» SELECTED EXTRACT
=-=-=-=-=
‘Hot Ones’ and Other Shows Parade the Rich, Famous and Oh So Vulnerable
Almost all celebrities aim for an impregnable public image, one that can hold up to any assault. But in this era of 24-7-365 mythmaking, the most visionary ones understand the value and uses of weakness, too.
And so there has been a recent wave of programming that traffics in celebrity vulnerability, places where stars stop being polished, and start getting real: “Hot Ones,” which is produced by Complex (and viewable on firstwefeast.com and YouTube); “The Therapist,” on Viceland, in which musicians sit down for an extended emotional excavation with a licensed therapist; and “Hollywood Medium With Tyler Henry,” on E!, in which Mr. Henry claims to serve as a communication bridge between the living and the dead.
Each of these shows is premised upon the dismantling and destabilization of fame. In exchange, the subjects — ranging from the moderately well known to the extremely famous — surrender a little piece of their everyday mask.
“Hot Ones,” which is in the middle of its second season, thrives on the visible trial of physical discomfort. The most entertaining episodes are, naturally, the ones with the most pain. Kevin Hart winces and weeps and keeps looking at his associates offstage, as if begging for reprieve. DJ Khaled, usually gregarious and motivational, decides early in the wing flight that he’d prefer to be a spectator: “It’s very important we teach the youth, because this right here is dangerous.”
Corporeal suffering may be the last preserve of unassailable truth — even the most socially trained stars may have weak stomachs. (The “Star in a Reasonably Priced Car” segment, from the original “Top Gear,” in which celebrities raced a clunker around a track, was an excellent early example of this.) Some people maintain their veneer — the Los Angeles rapper YG never appeared to break a sweat — but most struggle at least a little bit, and the struggle is the thing.
=-=-=-=-=
» PROVIDED DATA
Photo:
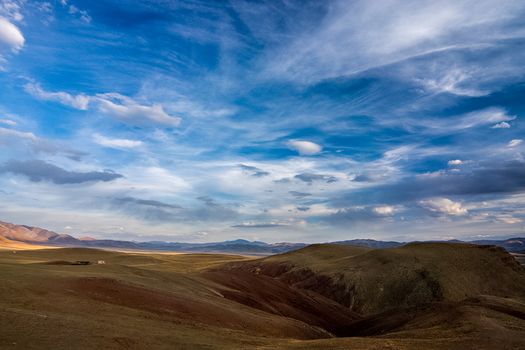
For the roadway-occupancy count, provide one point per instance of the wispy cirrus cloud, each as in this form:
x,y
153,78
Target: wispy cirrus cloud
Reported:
x,y
38,170
112,104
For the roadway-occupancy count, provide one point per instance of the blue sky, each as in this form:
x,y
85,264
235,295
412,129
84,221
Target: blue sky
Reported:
x,y
277,121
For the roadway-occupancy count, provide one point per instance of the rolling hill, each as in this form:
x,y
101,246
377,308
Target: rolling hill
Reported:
x,y
417,296
36,235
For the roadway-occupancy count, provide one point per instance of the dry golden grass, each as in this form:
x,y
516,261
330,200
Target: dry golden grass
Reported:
x,y
147,300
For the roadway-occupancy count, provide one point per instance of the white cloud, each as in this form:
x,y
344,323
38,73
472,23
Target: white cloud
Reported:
x,y
127,109
502,125
508,219
455,162
451,82
114,104
20,134
305,148
514,143
80,101
483,117
469,120
10,36
443,206
384,210
83,15
116,143
359,35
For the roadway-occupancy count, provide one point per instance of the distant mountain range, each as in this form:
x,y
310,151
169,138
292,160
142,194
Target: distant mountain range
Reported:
x,y
38,236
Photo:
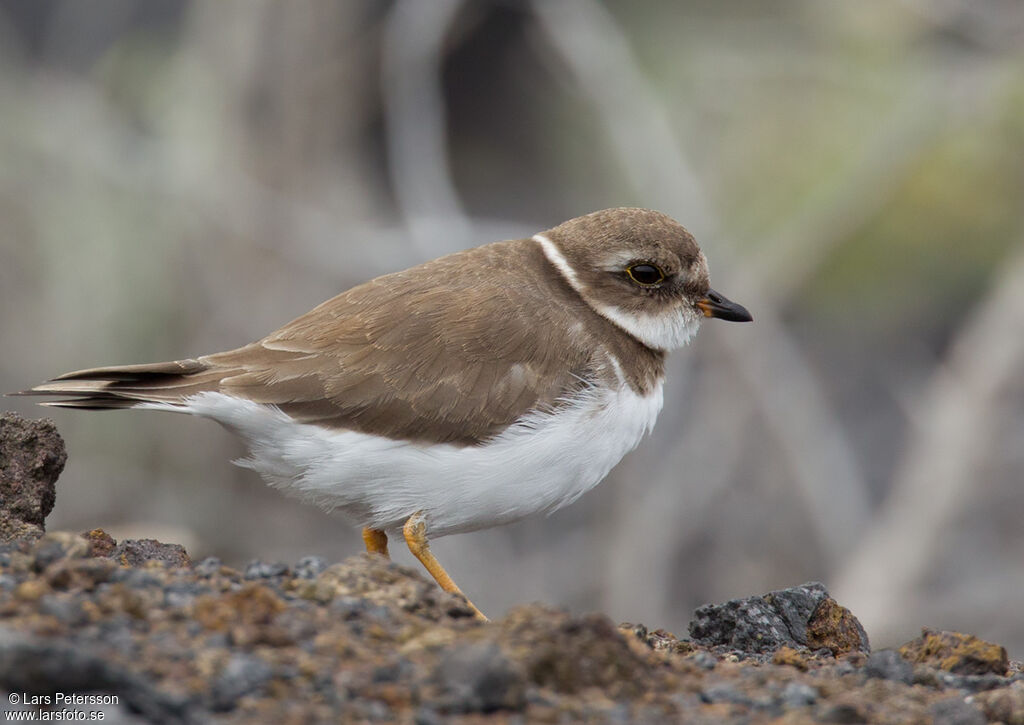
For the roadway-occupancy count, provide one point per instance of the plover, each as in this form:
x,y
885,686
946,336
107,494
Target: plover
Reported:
x,y
463,393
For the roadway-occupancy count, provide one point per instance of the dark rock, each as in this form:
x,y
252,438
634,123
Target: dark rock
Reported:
x,y
705,660
265,569
243,675
762,625
43,668
955,652
310,566
479,678
799,694
844,714
135,552
955,712
100,543
210,566
32,457
888,665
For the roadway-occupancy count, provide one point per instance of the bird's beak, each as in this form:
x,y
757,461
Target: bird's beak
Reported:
x,y
715,305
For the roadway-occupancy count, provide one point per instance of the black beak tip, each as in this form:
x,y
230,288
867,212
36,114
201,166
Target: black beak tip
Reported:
x,y
717,305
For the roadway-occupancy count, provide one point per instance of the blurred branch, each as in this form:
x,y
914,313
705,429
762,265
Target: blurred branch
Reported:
x,y
926,115
951,429
417,135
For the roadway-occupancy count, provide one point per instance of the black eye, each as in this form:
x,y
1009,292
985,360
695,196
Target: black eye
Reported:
x,y
645,274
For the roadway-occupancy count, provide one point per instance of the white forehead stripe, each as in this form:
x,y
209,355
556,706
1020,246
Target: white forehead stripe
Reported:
x,y
559,260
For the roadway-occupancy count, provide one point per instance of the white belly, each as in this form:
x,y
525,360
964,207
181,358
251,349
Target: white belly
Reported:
x,y
541,463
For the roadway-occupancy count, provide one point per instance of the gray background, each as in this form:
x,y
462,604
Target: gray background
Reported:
x,y
181,177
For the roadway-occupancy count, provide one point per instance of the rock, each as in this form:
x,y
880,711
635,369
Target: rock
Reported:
x,y
836,629
243,675
888,665
370,641
1005,705
800,616
41,667
32,457
955,711
265,569
955,652
310,566
569,654
479,678
100,543
799,694
135,552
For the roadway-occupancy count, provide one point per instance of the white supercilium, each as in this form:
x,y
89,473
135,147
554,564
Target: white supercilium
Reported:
x,y
662,332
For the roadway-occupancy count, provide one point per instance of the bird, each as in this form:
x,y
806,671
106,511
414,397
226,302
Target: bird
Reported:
x,y
466,392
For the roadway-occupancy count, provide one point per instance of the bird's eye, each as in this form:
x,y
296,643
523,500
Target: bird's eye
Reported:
x,y
645,274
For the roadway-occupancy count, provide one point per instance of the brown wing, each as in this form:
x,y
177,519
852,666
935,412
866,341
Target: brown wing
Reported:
x,y
453,350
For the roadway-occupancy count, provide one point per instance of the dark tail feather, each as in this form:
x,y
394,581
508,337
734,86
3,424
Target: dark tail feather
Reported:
x,y
127,386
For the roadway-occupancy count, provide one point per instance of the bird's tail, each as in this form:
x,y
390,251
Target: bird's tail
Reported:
x,y
130,386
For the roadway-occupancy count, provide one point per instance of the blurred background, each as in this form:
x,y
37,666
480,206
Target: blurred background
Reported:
x,y
180,177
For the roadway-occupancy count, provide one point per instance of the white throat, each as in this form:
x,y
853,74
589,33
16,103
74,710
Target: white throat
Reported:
x,y
662,332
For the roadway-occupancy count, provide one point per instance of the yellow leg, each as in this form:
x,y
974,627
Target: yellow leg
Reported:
x,y
376,542
416,537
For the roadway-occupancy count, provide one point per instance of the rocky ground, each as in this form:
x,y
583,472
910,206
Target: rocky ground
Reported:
x,y
366,640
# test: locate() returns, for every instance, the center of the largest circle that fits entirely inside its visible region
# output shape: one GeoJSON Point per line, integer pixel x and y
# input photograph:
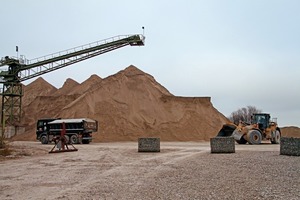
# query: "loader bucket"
{"type": "Point", "coordinates": [226, 130]}
{"type": "Point", "coordinates": [230, 130]}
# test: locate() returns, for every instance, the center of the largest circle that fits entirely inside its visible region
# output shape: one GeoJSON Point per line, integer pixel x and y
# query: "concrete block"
{"type": "Point", "coordinates": [222, 145]}
{"type": "Point", "coordinates": [290, 146]}
{"type": "Point", "coordinates": [149, 145]}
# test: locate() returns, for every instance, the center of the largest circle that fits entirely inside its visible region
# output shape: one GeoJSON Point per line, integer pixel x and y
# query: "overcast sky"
{"type": "Point", "coordinates": [238, 52]}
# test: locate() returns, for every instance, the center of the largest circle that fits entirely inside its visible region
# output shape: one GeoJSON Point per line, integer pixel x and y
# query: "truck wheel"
{"type": "Point", "coordinates": [74, 139]}
{"type": "Point", "coordinates": [254, 137]}
{"type": "Point", "coordinates": [44, 139]}
{"type": "Point", "coordinates": [276, 138]}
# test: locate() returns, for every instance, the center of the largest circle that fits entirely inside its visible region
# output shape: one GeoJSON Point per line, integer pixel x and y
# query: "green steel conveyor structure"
{"type": "Point", "coordinates": [21, 69]}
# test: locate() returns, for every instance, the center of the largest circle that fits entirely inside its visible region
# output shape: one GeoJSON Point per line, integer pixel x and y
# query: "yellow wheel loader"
{"type": "Point", "coordinates": [261, 128]}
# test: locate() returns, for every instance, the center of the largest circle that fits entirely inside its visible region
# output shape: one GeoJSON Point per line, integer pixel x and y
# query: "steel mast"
{"type": "Point", "coordinates": [21, 69]}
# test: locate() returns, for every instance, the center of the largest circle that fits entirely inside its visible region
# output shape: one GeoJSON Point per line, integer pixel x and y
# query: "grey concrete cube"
{"type": "Point", "coordinates": [149, 145]}
{"type": "Point", "coordinates": [290, 146]}
{"type": "Point", "coordinates": [222, 145]}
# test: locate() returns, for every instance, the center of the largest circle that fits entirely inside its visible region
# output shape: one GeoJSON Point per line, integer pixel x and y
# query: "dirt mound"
{"type": "Point", "coordinates": [86, 85]}
{"type": "Point", "coordinates": [128, 105]}
{"type": "Point", "coordinates": [67, 87]}
{"type": "Point", "coordinates": [290, 131]}
{"type": "Point", "coordinates": [39, 87]}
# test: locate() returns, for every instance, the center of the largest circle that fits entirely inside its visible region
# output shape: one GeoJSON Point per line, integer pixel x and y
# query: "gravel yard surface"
{"type": "Point", "coordinates": [181, 170]}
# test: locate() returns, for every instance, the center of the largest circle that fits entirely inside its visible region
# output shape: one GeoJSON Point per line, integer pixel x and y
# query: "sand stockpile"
{"type": "Point", "coordinates": [127, 105]}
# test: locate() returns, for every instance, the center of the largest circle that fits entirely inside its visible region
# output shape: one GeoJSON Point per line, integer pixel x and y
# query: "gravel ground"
{"type": "Point", "coordinates": [180, 171]}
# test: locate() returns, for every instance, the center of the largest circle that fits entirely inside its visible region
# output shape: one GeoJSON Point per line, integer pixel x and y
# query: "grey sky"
{"type": "Point", "coordinates": [239, 52]}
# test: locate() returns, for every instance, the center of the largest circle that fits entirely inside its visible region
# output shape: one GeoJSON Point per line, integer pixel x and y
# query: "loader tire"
{"type": "Point", "coordinates": [254, 137]}
{"type": "Point", "coordinates": [241, 141]}
{"type": "Point", "coordinates": [276, 139]}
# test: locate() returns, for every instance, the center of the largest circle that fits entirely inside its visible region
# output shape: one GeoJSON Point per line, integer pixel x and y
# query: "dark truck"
{"type": "Point", "coordinates": [77, 130]}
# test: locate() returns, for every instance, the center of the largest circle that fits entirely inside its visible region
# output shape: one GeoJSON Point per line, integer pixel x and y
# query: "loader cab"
{"type": "Point", "coordinates": [262, 119]}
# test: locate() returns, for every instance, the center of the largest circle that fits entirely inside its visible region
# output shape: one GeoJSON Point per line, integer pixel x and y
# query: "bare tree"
{"type": "Point", "coordinates": [243, 114]}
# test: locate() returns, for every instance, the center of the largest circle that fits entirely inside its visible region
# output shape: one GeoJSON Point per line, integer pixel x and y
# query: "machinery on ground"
{"type": "Point", "coordinates": [76, 130]}
{"type": "Point", "coordinates": [21, 69]}
{"type": "Point", "coordinates": [261, 128]}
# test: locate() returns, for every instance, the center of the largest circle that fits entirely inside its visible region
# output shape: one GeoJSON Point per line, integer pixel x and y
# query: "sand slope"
{"type": "Point", "coordinates": [128, 105]}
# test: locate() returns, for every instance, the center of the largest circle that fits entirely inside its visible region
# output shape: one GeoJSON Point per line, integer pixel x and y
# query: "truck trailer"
{"type": "Point", "coordinates": [77, 130]}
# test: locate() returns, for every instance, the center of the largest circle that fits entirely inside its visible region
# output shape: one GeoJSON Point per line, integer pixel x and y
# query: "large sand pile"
{"type": "Point", "coordinates": [127, 105]}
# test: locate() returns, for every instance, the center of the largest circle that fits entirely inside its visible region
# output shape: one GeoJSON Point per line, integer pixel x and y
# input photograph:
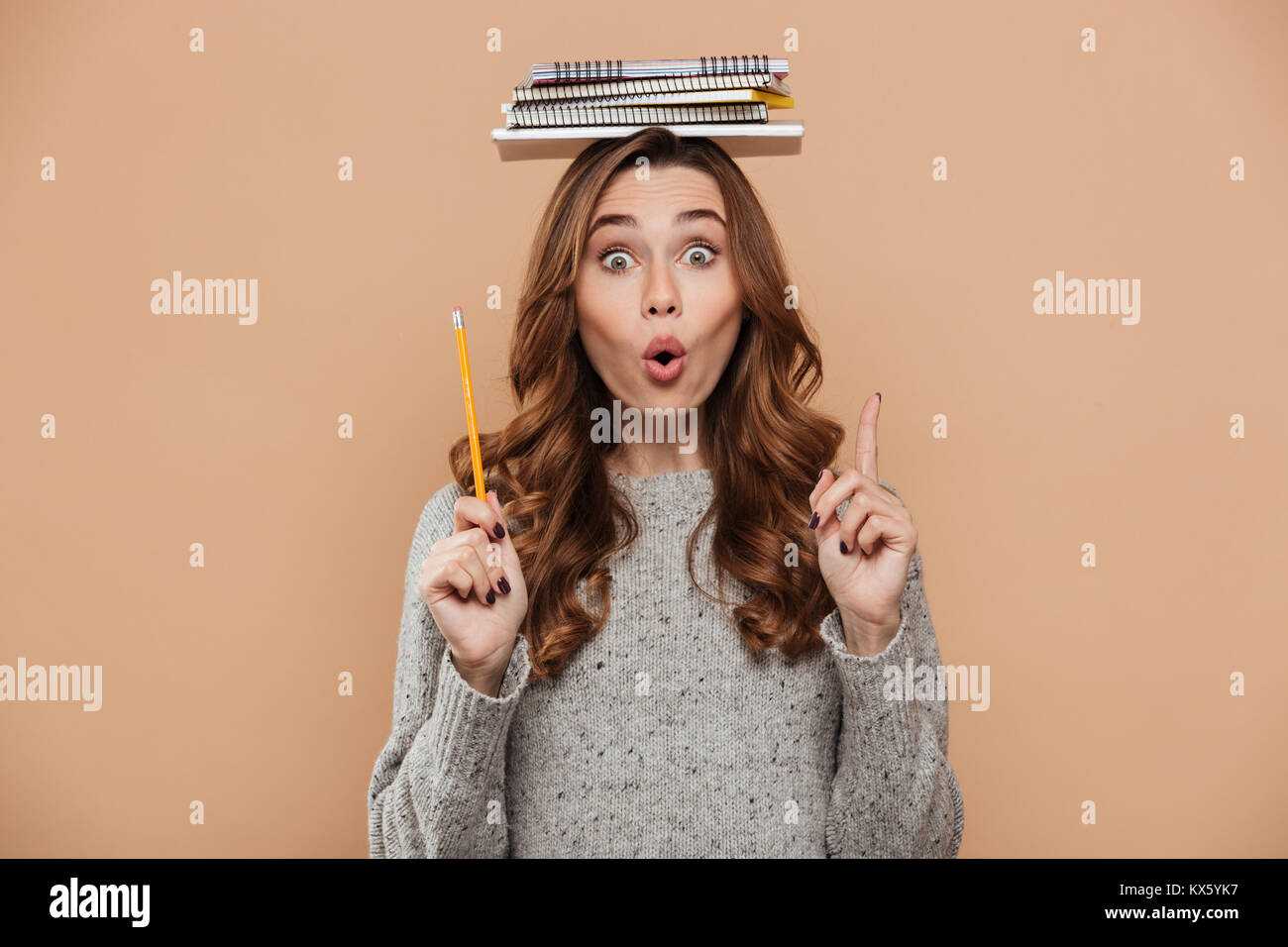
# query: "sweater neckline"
{"type": "Point", "coordinates": [673, 491]}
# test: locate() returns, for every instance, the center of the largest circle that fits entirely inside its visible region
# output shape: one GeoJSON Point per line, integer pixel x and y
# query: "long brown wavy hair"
{"type": "Point", "coordinates": [565, 514]}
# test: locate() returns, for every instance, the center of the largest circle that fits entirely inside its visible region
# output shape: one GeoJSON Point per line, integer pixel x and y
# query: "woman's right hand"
{"type": "Point", "coordinates": [455, 581]}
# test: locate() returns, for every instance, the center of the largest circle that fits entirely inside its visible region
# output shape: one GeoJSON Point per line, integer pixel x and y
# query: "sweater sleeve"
{"type": "Point", "coordinates": [894, 792]}
{"type": "Point", "coordinates": [438, 785]}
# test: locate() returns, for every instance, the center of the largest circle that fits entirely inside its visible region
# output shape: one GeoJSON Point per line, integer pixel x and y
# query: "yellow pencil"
{"type": "Point", "coordinates": [459, 322]}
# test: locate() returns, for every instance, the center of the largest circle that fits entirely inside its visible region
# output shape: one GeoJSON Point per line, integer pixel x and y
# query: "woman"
{"type": "Point", "coordinates": [540, 710]}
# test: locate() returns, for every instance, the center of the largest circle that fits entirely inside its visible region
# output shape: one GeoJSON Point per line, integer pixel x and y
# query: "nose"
{"type": "Point", "coordinates": [661, 294]}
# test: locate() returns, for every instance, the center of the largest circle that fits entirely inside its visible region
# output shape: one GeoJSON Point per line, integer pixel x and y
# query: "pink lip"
{"type": "Point", "coordinates": [664, 372]}
{"type": "Point", "coordinates": [664, 343]}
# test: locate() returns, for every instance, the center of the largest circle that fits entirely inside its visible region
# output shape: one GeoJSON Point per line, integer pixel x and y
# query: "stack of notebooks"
{"type": "Point", "coordinates": [608, 98]}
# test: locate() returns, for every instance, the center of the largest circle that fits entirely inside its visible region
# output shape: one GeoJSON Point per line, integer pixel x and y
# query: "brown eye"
{"type": "Point", "coordinates": [699, 257]}
{"type": "Point", "coordinates": [617, 261]}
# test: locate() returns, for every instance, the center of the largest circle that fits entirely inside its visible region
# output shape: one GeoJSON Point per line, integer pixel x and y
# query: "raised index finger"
{"type": "Point", "coordinates": [866, 444]}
=-=-=-=-=
» ACTIVITIES
1. Answer these questions from the article on celebrity vulnerability shows:
(a) On which network does "The Therapist" air?
(b) Which season of "Hot Ones" is currently underway?
(c) Which rapper never appeared to break a sweat?
2. Continue the article on celebrity vulnerability shows from the point at which it stops.
The items are not used in any of this work.

» ANSWERS TO THE TASKS
1.
(a) Viceland
(b) The second season
(c) YG, the Los Angeles rapper

2.
As an interlocutor, Mr. Evans is a sterling foil. He retains admirable composure as he makes his way through the increasingly violent sauces. (He always completes the task.) And he’s a well-prepared interviewer, ready to spring awkward questions at difficult moments. Just after Padma Lakshmi finished the final wing, he earnestly asked, “Of all the animal testicles that you’ve eaten in your life, which pair do you think has the best shot of becoming a mainstream menu item?”
There is something sportslike to “Hot Ones,” which has only attracted more famous masochists as it’s become more established. Facing off against Mr. Evans is a point of pride, but almost without fail, posture reveals all: Mr. Evans remains erect and focused, while his guests, even the successful ones, tend to crumble.
The power dynamic on “The Therapist,” which uses the framework of an actual session to simulate structured intimacy, is more equitable, and sometimes weighted in favor of the celebrity. Each episode of the show, which had its premiere on May 8, is devoted to a single session with Siri Sat Nam Singh, a Ph.D. and licensed marriage and family therapist who tries to get his guests to unpack their trauma in concise sit-down sessions.